Reproduce every line of the data below, character for character, without changing anything.

>>

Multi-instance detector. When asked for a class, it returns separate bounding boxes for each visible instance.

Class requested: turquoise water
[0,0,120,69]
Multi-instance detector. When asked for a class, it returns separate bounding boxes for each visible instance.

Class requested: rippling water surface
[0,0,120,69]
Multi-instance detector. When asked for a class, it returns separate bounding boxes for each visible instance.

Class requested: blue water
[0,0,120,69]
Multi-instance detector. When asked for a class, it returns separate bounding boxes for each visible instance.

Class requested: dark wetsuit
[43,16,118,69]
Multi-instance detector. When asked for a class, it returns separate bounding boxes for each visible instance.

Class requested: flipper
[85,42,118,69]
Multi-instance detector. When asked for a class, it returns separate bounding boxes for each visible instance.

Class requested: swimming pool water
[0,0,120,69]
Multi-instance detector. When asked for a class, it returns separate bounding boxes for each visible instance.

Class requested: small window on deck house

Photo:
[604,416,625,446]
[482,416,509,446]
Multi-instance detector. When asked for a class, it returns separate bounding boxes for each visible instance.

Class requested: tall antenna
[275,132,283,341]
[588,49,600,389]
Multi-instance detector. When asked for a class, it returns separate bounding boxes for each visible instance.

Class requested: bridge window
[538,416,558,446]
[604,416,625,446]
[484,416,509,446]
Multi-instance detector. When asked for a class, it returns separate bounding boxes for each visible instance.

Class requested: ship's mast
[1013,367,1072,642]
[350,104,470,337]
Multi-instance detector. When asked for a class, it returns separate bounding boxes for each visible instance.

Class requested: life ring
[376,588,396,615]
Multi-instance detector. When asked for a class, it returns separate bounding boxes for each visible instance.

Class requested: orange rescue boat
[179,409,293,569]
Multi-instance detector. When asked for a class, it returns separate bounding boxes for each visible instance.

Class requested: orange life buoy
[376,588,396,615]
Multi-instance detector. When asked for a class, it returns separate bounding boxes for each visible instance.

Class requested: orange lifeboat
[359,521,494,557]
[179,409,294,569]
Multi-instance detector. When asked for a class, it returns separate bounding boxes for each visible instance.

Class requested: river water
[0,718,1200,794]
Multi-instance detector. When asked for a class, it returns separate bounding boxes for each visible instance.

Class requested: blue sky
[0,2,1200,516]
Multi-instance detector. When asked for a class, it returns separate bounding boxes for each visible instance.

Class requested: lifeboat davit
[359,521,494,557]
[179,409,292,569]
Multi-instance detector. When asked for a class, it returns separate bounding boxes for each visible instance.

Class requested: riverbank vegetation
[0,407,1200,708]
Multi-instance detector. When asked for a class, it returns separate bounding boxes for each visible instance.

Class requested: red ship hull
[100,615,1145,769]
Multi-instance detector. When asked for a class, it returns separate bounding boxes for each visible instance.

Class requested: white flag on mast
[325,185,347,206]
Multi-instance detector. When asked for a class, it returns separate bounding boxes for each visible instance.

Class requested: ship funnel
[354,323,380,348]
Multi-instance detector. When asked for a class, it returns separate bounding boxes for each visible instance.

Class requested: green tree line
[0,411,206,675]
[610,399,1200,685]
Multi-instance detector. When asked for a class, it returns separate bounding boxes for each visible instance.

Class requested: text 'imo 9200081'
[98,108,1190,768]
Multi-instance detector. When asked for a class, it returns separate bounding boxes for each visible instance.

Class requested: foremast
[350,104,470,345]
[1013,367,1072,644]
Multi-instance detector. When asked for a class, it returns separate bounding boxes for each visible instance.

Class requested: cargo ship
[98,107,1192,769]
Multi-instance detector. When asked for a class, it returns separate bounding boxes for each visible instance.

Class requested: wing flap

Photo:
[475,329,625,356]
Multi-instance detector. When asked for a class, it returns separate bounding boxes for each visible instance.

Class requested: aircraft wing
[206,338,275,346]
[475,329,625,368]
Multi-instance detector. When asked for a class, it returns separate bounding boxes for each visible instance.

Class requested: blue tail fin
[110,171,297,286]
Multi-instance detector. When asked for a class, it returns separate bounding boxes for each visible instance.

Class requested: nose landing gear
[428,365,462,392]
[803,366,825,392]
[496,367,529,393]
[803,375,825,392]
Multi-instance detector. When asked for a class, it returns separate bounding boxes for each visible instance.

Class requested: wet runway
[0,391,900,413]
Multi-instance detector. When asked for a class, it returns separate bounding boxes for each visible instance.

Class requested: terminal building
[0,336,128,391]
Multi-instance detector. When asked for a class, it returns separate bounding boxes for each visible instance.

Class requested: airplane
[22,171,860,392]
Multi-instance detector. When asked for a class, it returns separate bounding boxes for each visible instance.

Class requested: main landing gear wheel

<<

» **Task solution**:
Multi-instance detector. When asked for a class, it returns separate bounding boxes for each visible instance.

Class requested: turquoise water
[0,0,120,69]
Multi-instance detector. When asked for a class, it returns separate bounding boxes for each visible instance.

Class requested: rippling water surface
[0,0,120,69]
Multi-instance detector. When asked for a class, it returns separate bounding boxes for each visible instance.

Class requested: blue water
[0,0,120,69]
Multi-instance detector. When asked for a class, it returns separate bounding boxes for each visible instance.

Class requested: dark wetsuit
[43,16,118,69]
Multi-instance detector. When asked for a class, it returns separate bounding boxes for each visible instance.

Class requested: flipper
[85,42,118,69]
Multi-instance detector. When asked for a class, it returns separate bounding boxes for each visible instance.

Class requested: swimming pool water
[0,0,120,69]
Multi-instance detector. When asked for a class, it returns separate bounding boxes for each visible instance.

Class requested: small window on deck house

Photo:
[604,416,625,446]
[482,416,509,446]
Multi-instance detector. When asked for a class, it returns separate bounding boxes for each visible instance.

Class requested: tall antenna
[275,132,283,341]
[588,49,600,389]
Multi-instance detector. When asked for a class, it returns separate bounding boxes for each visible instance.

Class requested: bridge window
[538,416,558,446]
[604,416,625,446]
[484,416,509,446]
Multi-instance detector. When asked for a class, it returns separate bounding boxes for each visible instance.

Class requested: ship's mast
[1013,367,1072,642]
[350,104,470,337]
Multi-instance detector. When asked for a class, it returns separate bounding boxes for each visible instance.

Class requested: life ring
[376,588,396,615]
Multi-instance detector. When asked for a class, it returns separate bounding boxes for each visible instance.

Class requested: orange rescue boat
[179,409,293,569]
Multi-instance detector. When asked for a class, it returns separate bounding boxes for each visible instance.

Class requested: orange life buoy
[376,588,396,615]
Multi-instance detector. When asked for a class, it returns separate bounding boxes for each visible instance.

Class requested: orange lifeboat
[359,521,494,557]
[179,409,294,569]
Multi-instance detector. When asked for a class, it returns separate bounding boxes for each visible instance.

Class requested: river water
[0,718,1200,794]
Multi-instance detector. When asked for a class, it returns separate bounding boxes for each visible instance.

Class requested: blue sky
[0,2,1200,516]
Multi-instance detector. When asked for a class, it returns separate bounding boxes for each visible instance.

Class requested: lifeboat davit
[359,521,494,557]
[179,409,292,569]
Multi-instance detector. When asked for a class, it returns separate bounding boxes for each visible instance.

Class requested: riverbank vegetation
[0,407,1200,708]
Multi-instance detector. When asked for a class, it returns separate bounding boxes for each visible instance.

Class requested: red ship hull
[100,615,1145,769]
Multi-instance detector. When asked for a class, it returns separate bounding boxes for each visible instance.

Class requested: white flag on mast
[325,185,347,206]
Multi-instance detector. When asked for a class, it returns separate bounding boxes for each visible instance.

Class requested: ship funnel
[354,323,380,348]
Multi-instance detector. When asked for a class, it returns separate bounding boxes for each visible instance.

Class requested: green tree line
[0,411,206,675]
[610,399,1200,685]
Multi-instance detector. When asked for a class, it returns separate bounding boxes for each visible instance.

Class requested: text 'imo 9200081'
[98,108,1190,768]
Multi-instance detector. When asked for a class, it returns separate bounding boxes for each visible instance.

Class requested: foremast
[350,104,470,345]
[1013,367,1072,644]
Multi-instance detector. When asked for a class, it returns separate bounding boxes for each visible instance.

Class requested: cargo ship
[98,107,1192,769]
Multi-instance detector. When asked for a class, it returns separate bounding boxes for each visible instance.

Class requested: wing flap

Photo:
[475,329,625,356]
Multi-instance detector. When asked for a class, it returns separate bounding boxes for each visible instance.

Class requested: aircraft wing
[206,338,275,346]
[475,329,625,368]
Multi-instance detector. When asked for a class, it returns separate bounding boxes for each visible instance.

Class requested: blue tail fin
[110,171,297,286]
Multi-instance detector. When asked for a class, it returns separate bounding boxes for each visible instance.

Class requested: nose landing gear
[428,365,462,392]
[803,366,825,392]
[496,367,529,393]
[803,375,825,392]
Multi-instance detector. When asked for a class, it returns separate bounding boxes for each visible instance.

Class requested: wet runway
[0,391,900,413]
Multi-instance detector. When asked for a class, it returns separate bounding boxes for each visible instance.

Class requested: terminal building
[0,336,128,391]
Multi-instance detector. When asked for a class, it returns separate bounding boxes for each visible instance.

Class requested: airplane
[22,171,860,392]
Multi-instance detector. When asked for a class, it returns separate bounding boxes for each visible instance.

Class requested: main landing gear wheel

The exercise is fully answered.